#### Document section
%%

Data engineers in practice: debugging Airflow DAGs at 11pm, writing dbt models, arguing about schema design, handling the stakeholder who wants a new dashboard by Thursday, and occasionally doing the data science work nobody else got to. Also more on-call than most people expect going in.
This is, of course, not universal. At large tech companies with mature data organizations, both roles are well-scoped. At most companies, the lines blur.
Skills and what it takes to switch between them
Both roles require SQL. That’s the overlap. Beyond that, the divergence is real.
Data engineering leans on software engineering fundamentals: distributed systems concepts, pipeline orchestration (Airflow, Prefect, Dagster), cloud warehouse administration (Snowflake, BigQuery, Redshift), and increasingly dbt for transformation work. Strong Python is required. Spark knowledge is expected for roles at companies with significant data volume. System design for data infrastructure shows up heavily in senior interviews.
Data science leans on statistics and machine learning: regression, classification, hypothesis testing, experiment design, model evaluation. Python is required and the specific libraries matter (pandas, scikit-learn, PyTorch or TensorFlow for deep learning work). Communication of results to non-technical stakeholders is a bigger part of the job than most job descriptions acknowledge.

%%

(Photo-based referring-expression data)
%%

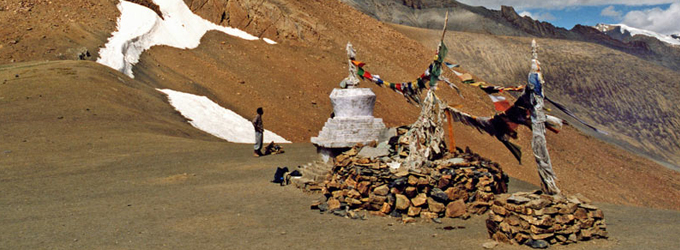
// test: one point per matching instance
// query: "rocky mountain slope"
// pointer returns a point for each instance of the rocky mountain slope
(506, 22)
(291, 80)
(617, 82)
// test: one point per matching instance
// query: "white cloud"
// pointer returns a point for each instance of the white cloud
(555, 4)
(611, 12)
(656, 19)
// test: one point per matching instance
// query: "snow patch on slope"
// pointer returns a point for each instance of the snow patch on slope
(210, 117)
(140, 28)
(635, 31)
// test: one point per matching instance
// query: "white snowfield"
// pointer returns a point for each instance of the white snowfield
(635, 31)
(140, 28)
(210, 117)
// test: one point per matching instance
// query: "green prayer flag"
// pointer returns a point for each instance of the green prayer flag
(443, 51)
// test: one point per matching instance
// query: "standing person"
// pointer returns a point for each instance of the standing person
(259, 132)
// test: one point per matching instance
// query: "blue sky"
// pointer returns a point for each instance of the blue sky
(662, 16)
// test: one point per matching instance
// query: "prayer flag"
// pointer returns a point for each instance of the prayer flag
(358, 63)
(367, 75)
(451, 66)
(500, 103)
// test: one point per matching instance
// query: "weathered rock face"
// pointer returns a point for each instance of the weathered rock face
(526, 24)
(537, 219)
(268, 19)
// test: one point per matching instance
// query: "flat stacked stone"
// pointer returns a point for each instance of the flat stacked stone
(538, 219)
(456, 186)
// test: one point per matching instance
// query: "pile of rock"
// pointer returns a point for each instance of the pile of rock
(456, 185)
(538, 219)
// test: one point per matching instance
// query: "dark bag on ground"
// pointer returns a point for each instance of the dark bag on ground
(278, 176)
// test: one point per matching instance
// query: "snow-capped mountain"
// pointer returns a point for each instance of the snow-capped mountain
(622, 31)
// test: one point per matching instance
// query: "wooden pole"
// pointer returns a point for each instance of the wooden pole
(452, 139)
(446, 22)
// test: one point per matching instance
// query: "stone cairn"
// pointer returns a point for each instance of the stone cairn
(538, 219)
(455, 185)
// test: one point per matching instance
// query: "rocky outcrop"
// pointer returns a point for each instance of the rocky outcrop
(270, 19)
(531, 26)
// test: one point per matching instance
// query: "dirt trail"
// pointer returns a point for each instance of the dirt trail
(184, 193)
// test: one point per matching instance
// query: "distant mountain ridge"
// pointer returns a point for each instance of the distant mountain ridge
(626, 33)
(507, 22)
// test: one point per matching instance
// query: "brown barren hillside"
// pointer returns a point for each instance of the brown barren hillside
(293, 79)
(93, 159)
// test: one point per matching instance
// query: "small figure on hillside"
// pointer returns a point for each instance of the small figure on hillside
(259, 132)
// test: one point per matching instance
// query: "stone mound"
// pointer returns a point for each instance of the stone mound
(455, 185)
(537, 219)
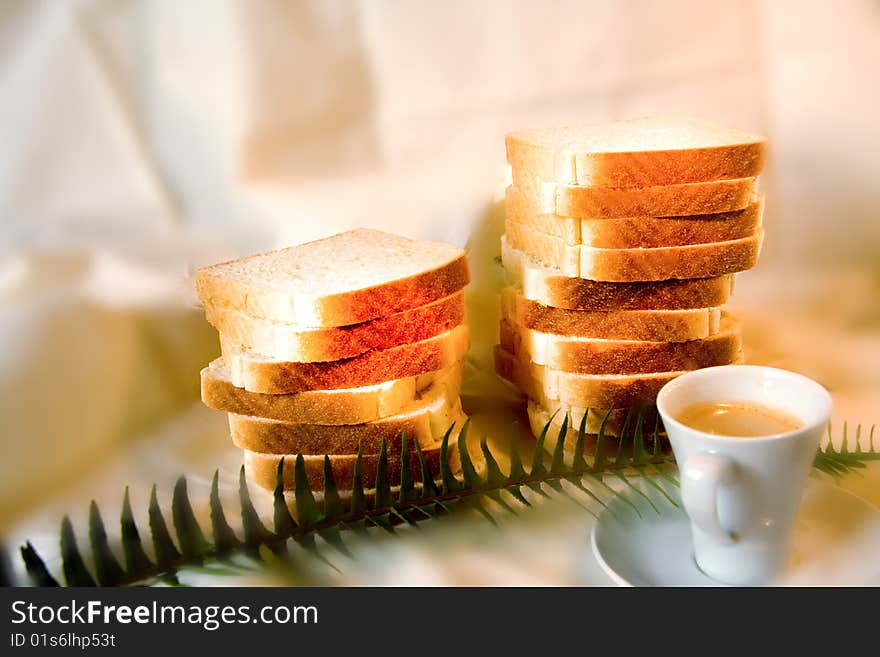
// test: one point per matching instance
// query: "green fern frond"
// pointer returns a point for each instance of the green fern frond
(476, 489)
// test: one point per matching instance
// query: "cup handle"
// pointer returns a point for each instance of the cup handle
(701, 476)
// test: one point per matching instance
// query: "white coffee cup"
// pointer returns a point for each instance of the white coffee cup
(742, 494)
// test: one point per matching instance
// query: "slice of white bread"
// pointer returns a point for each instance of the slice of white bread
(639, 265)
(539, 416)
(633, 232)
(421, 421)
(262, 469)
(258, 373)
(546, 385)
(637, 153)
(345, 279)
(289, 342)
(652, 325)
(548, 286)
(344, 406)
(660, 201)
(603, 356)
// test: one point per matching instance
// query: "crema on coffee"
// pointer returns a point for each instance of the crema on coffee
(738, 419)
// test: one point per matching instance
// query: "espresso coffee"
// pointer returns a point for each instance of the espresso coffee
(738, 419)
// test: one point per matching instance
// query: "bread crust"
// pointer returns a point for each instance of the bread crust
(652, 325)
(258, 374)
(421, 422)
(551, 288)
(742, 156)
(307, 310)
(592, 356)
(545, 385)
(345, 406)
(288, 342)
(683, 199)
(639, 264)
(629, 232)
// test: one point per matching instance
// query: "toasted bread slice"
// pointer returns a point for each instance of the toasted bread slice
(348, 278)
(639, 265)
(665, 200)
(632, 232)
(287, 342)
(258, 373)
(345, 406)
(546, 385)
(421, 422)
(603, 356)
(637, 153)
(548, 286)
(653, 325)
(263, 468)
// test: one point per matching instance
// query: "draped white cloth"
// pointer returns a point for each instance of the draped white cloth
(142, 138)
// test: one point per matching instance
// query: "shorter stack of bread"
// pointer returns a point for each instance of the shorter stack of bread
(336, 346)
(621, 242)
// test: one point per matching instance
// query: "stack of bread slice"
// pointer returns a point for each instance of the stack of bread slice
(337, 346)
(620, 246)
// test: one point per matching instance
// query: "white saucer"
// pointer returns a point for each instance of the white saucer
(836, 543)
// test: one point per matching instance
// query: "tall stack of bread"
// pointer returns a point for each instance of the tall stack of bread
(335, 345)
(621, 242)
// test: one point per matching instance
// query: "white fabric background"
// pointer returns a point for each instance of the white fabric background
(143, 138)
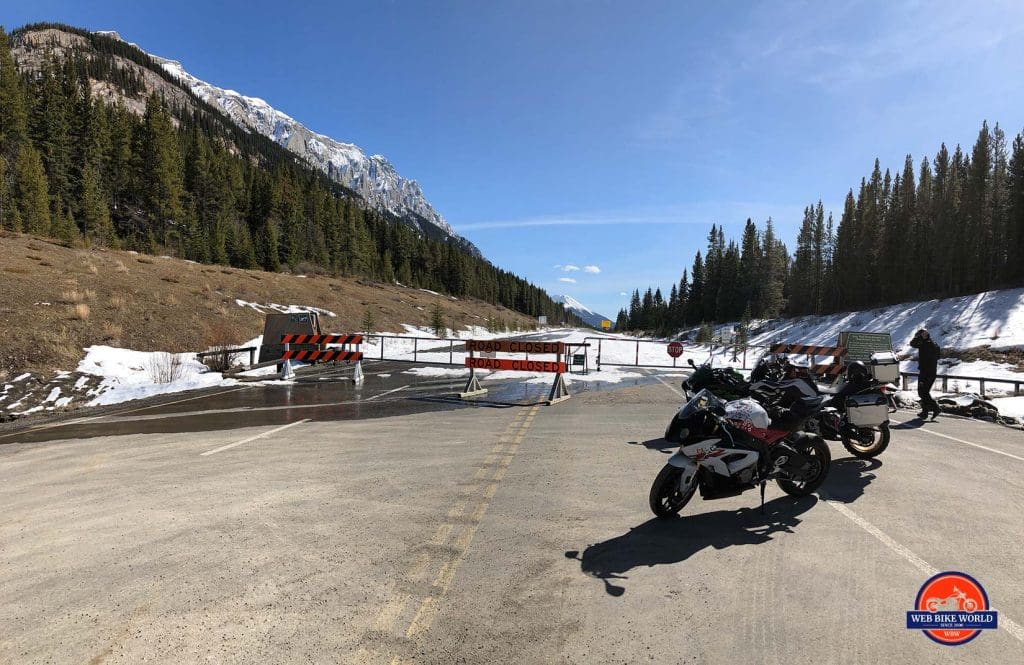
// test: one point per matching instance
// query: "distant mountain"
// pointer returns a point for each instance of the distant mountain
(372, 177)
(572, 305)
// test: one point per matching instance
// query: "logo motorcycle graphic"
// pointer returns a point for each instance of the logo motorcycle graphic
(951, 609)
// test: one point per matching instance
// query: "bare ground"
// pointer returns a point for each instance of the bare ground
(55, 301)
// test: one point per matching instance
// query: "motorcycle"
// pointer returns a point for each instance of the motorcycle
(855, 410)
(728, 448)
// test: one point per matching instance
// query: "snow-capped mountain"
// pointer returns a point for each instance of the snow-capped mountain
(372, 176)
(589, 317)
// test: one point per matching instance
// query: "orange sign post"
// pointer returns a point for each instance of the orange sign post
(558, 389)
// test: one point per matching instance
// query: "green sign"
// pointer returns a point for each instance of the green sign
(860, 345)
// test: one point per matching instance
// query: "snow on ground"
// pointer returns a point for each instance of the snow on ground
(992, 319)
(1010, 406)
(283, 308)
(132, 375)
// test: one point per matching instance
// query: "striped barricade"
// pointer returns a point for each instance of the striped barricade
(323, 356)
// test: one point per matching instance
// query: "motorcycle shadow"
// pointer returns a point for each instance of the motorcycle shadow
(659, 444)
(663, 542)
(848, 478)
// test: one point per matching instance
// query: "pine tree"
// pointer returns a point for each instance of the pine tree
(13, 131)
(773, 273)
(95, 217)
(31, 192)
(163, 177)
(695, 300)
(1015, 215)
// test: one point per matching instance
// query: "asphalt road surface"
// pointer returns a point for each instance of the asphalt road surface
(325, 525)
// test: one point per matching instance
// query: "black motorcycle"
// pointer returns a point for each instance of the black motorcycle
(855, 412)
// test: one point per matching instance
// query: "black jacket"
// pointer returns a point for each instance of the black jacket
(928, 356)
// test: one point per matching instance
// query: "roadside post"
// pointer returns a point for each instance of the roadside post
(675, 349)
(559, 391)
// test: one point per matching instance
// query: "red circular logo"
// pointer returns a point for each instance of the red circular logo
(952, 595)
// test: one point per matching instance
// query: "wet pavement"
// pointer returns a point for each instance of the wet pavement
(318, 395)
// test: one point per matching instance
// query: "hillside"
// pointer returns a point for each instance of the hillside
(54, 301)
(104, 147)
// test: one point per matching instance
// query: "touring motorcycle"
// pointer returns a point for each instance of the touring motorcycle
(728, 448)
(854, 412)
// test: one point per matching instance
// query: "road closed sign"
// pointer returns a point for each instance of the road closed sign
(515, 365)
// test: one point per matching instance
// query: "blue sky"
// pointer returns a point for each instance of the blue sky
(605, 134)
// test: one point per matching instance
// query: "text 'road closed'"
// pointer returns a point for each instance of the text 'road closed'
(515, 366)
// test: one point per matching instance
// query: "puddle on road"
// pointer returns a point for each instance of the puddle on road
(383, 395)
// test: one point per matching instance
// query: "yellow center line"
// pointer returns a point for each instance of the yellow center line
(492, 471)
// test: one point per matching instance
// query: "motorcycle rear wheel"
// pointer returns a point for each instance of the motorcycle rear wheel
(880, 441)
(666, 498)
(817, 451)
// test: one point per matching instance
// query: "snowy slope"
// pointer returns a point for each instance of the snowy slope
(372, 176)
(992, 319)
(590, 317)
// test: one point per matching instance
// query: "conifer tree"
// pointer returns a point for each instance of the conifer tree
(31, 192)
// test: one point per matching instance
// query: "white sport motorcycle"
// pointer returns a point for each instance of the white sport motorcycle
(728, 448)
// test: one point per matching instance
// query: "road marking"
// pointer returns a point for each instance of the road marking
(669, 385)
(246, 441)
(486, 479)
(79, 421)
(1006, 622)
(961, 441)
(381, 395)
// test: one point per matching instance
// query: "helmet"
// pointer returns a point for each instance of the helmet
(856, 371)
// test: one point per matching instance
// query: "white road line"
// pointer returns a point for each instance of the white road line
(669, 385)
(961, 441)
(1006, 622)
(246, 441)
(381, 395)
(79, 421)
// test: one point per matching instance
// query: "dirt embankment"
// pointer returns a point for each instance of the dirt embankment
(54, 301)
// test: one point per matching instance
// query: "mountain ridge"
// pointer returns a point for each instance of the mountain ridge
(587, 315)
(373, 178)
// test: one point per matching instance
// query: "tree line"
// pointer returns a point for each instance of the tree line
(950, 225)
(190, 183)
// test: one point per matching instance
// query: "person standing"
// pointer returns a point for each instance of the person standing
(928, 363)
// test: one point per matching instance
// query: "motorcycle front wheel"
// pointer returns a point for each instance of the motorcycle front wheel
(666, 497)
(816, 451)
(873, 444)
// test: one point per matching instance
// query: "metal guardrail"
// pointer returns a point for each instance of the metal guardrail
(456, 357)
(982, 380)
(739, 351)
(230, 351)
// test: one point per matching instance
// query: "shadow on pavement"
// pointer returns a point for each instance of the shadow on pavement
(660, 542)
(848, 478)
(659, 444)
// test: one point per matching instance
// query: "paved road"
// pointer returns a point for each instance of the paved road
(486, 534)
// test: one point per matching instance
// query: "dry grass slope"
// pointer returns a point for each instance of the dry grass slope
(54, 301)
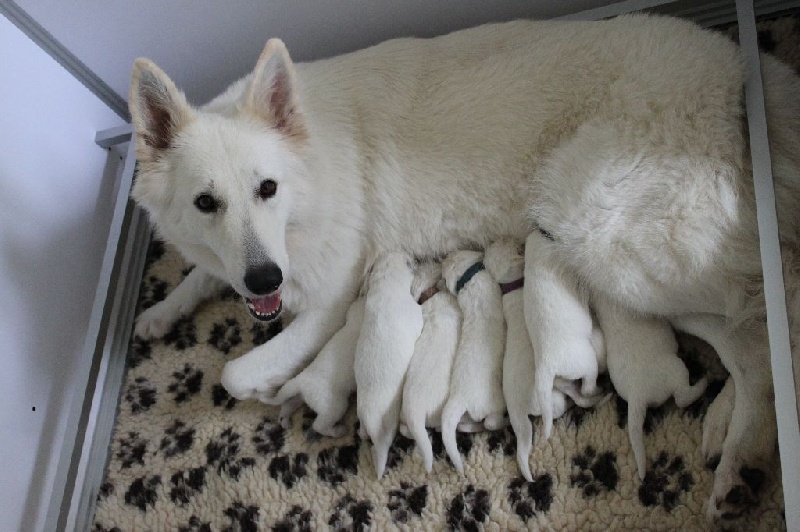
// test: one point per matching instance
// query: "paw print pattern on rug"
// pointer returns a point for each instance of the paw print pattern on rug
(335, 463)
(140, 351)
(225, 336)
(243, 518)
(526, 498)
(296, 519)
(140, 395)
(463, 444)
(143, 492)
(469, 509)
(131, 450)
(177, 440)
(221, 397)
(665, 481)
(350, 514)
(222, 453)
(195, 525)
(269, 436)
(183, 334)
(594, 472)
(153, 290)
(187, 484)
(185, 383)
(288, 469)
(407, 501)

%%

#### Work task
Can you reproduce, word for word, the part of the text on data engineering and data science roles between "This is, of" and "in senior interviews.", inclusive? The records stand apart from the text and have no connection to it.

#### Solution for this problem
This is, of course, not universal. At large tech companies with mature data organizations, both roles are well-scoped. At most companies, the lines blur.
Skills and what it takes to switch between them
Both roles require SQL. That’s the overlap. Beyond that, the divergence is real.
Data engineering leans on software engineering fundamentals: distributed systems concepts, pipeline orchestration (Airflow, Prefect, Dagster), cloud warehouse administration (Snowflake, BigQuery, Redshift), and increasingly dbt for transformation work. Strong Python is required. Spark knowledge is expected for roles at companies with significant data volume. System design for data infrastructure shows up heavily in senior interviews.